WRITTEN PROBLEM:
Restate the data below word for word. Skip any images it contains.

Image point annotation entries:
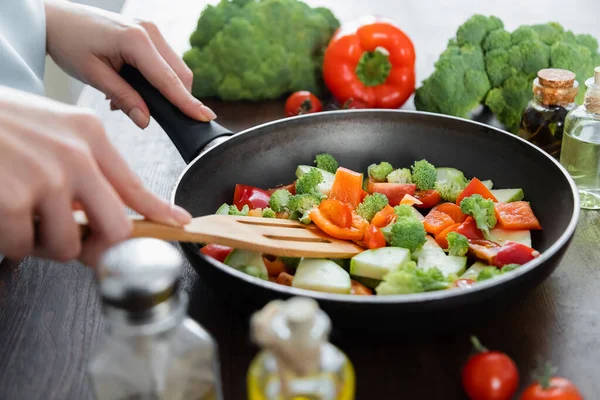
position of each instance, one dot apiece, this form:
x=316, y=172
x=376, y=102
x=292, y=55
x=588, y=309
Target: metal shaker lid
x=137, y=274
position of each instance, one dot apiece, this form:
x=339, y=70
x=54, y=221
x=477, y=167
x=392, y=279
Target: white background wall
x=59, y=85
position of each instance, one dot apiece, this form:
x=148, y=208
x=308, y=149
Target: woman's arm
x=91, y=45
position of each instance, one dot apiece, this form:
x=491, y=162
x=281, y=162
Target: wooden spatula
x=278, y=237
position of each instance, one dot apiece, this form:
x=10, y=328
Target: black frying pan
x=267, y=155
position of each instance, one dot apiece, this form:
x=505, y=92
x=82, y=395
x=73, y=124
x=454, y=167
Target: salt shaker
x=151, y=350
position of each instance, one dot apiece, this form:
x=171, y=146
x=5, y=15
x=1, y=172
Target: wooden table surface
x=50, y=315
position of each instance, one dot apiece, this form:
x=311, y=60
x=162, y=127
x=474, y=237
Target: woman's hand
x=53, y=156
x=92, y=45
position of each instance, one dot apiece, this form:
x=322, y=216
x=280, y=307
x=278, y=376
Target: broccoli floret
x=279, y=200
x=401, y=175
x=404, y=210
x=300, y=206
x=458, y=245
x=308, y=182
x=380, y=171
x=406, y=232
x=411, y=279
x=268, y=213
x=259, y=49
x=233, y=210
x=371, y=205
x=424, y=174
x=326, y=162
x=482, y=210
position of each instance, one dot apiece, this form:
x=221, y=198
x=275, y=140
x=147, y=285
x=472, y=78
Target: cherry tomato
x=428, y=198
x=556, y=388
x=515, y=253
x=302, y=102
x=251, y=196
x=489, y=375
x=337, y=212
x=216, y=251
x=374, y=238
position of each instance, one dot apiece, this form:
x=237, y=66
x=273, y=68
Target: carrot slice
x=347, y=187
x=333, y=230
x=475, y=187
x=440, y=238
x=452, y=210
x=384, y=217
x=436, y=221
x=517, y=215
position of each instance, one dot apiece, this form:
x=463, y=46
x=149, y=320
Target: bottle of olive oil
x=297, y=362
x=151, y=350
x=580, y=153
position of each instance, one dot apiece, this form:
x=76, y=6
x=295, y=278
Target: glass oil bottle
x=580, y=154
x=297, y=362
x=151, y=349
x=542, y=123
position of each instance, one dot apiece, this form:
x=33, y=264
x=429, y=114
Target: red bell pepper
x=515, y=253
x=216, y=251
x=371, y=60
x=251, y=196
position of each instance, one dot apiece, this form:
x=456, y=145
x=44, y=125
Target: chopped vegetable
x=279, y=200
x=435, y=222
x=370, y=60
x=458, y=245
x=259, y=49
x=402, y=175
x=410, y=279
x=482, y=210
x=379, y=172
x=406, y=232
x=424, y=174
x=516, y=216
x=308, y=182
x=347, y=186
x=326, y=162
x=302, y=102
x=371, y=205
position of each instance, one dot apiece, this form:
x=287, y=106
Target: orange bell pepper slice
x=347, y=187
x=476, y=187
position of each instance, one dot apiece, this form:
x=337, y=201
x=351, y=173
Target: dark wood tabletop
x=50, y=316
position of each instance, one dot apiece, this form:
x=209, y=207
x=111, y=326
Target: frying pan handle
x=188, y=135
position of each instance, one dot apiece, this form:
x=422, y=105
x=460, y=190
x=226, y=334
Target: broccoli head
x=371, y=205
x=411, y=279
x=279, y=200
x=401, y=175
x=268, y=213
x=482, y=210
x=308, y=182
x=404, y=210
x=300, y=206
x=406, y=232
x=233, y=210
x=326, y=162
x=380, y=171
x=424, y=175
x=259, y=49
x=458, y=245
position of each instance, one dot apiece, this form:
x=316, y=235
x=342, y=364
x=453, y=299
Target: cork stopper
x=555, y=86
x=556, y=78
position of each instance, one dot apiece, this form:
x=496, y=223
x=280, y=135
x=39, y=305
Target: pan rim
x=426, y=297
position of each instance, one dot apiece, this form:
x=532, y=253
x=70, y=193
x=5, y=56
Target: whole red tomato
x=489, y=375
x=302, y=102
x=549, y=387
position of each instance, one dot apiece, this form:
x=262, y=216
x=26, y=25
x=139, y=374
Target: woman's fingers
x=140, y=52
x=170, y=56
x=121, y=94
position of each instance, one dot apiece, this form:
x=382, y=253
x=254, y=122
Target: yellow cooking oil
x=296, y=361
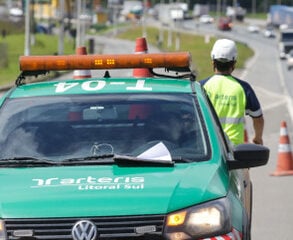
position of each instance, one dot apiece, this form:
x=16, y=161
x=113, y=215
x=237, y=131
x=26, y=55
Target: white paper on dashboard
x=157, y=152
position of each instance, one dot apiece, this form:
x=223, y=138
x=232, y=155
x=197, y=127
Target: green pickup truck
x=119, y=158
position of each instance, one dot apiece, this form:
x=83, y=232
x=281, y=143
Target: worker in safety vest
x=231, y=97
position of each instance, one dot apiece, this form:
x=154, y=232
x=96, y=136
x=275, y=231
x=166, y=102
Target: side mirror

THE RESPONSE:
position of each instance, one dot apiece, this form:
x=316, y=172
x=376, y=102
x=292, y=55
x=588, y=309
Target: metal shaker lid
x=137, y=274
position of each instance, one dot apiece, this form:
x=339, y=70
x=54, y=221
x=477, y=167
x=392, y=279
Target: white background wall
x=59, y=85
position of each instance, one dot apiece, this form:
x=148, y=208
x=308, y=149
Target: woman's arm
x=91, y=45
position of each instance, one dot apiece, this form:
x=491, y=162
x=281, y=162
Target: wooden spatula
x=278, y=237
position of each instance, one dot apiece, this form:
x=10, y=328
Target: black frying pan
x=267, y=155
position of each instance, one dot apiece, this form:
x=505, y=92
x=82, y=395
x=73, y=124
x=454, y=167
Target: salt shaker
x=151, y=350
position of each instance, one dot apiece, this form:
x=171, y=146
x=5, y=15
x=1, y=172
Target: wooden table surface
x=50, y=315
position of each instance, one dot apiece, this form:
x=311, y=60
x=162, y=127
x=474, y=237
Target: woman's hand
x=53, y=156
x=92, y=45
position of each instance, one dot apiece, this form:
x=322, y=216
x=280, y=307
x=278, y=376
Target: broccoli floret
x=279, y=200
x=401, y=175
x=404, y=210
x=300, y=206
x=458, y=245
x=308, y=182
x=380, y=171
x=406, y=232
x=411, y=279
x=268, y=213
x=259, y=49
x=233, y=210
x=371, y=205
x=424, y=174
x=326, y=162
x=482, y=210
position of each instance, one dot apiece, this form:
x=221, y=198
x=275, y=140
x=147, y=285
x=472, y=78
Target: cherry tomato
x=428, y=198
x=556, y=388
x=515, y=253
x=302, y=102
x=251, y=196
x=489, y=375
x=337, y=212
x=216, y=251
x=374, y=238
position of each instance, one dot apiece, this form:
x=237, y=66
x=273, y=68
Target: carrot slice
x=347, y=187
x=333, y=230
x=475, y=187
x=440, y=238
x=452, y=210
x=384, y=217
x=436, y=221
x=517, y=215
position of each instance, one dot apiece, this form:
x=463, y=46
x=149, y=320
Target: bottle of olive oil
x=297, y=362
x=151, y=350
x=580, y=153
position of each instance, one dot apiece, this form:
x=76, y=6
x=295, y=278
Target: glass oil bottle
x=580, y=154
x=297, y=362
x=151, y=349
x=542, y=123
position of each instance, one dot apiece, this form:
x=33, y=264
x=429, y=114
Target: red bell pepper
x=515, y=253
x=216, y=251
x=371, y=60
x=251, y=196
position of each instance, one dot apiece, this form:
x=456, y=145
x=44, y=125
Target: chopped vegetable
x=279, y=200
x=435, y=222
x=370, y=60
x=458, y=245
x=259, y=49
x=402, y=175
x=410, y=279
x=482, y=210
x=379, y=172
x=406, y=232
x=424, y=174
x=516, y=216
x=308, y=182
x=347, y=186
x=326, y=162
x=302, y=102
x=371, y=205
position of each instance, one dot apiece, this form:
x=287, y=106
Target: orange bell pepper slice
x=347, y=187
x=476, y=187
position of each instance, one dot apiece, this form:
x=337, y=201
x=351, y=173
Target: dark wood tabletop
x=50, y=316
position of each instance, one dot apiece, this form:
x=209, y=207
x=111, y=326
Target: frying pan handle
x=188, y=135
position of each instance, one dot apiece, this form:
x=422, y=105
x=460, y=190
x=226, y=334
Target: broccoli head
x=371, y=205
x=411, y=279
x=279, y=200
x=401, y=175
x=268, y=213
x=482, y=210
x=308, y=182
x=404, y=210
x=300, y=206
x=406, y=232
x=233, y=210
x=326, y=162
x=380, y=171
x=424, y=175
x=259, y=49
x=458, y=245
position of each instance, one dot apiece, this form:
x=316, y=235
x=342, y=364
x=453, y=299
Target: cork stopper
x=555, y=86
x=556, y=78
position of each instance, one dot apiece, this form:
x=496, y=223
x=280, y=135
x=39, y=305
Target: pan rim
x=426, y=297
position of each instance, one dot apiece, this form:
x=532, y=253
x=70, y=193
x=5, y=56
Target: whole red tomato
x=489, y=375
x=302, y=102
x=549, y=387
position of each instance, one dot apiece, this form:
x=262, y=216
x=26, y=25
x=139, y=374
Target: woman's fingers
x=140, y=52
x=170, y=56
x=121, y=94
position of each instance, one dot apiece, this form:
x=382, y=253
x=254, y=122
Target: yellow cooking oil
x=296, y=361
position of each instance, one dot apiece, this form:
x=16, y=161
x=113, y=215
x=237, y=131
x=26, y=55
Target: white paper on dashboard
x=157, y=152
position of each instance, one dot apiece, this form:
x=223, y=138
x=232, y=155
x=197, y=127
Target: green pickup truck
x=119, y=158
position of each instance, one dot apiece, this form:
x=83, y=232
x=281, y=143
Target: worker in safety vest
x=231, y=97
position of each instance, one dot apiece, this form:
x=154, y=232
x=96, y=136
x=275, y=231
x=166, y=102
Target: side mirror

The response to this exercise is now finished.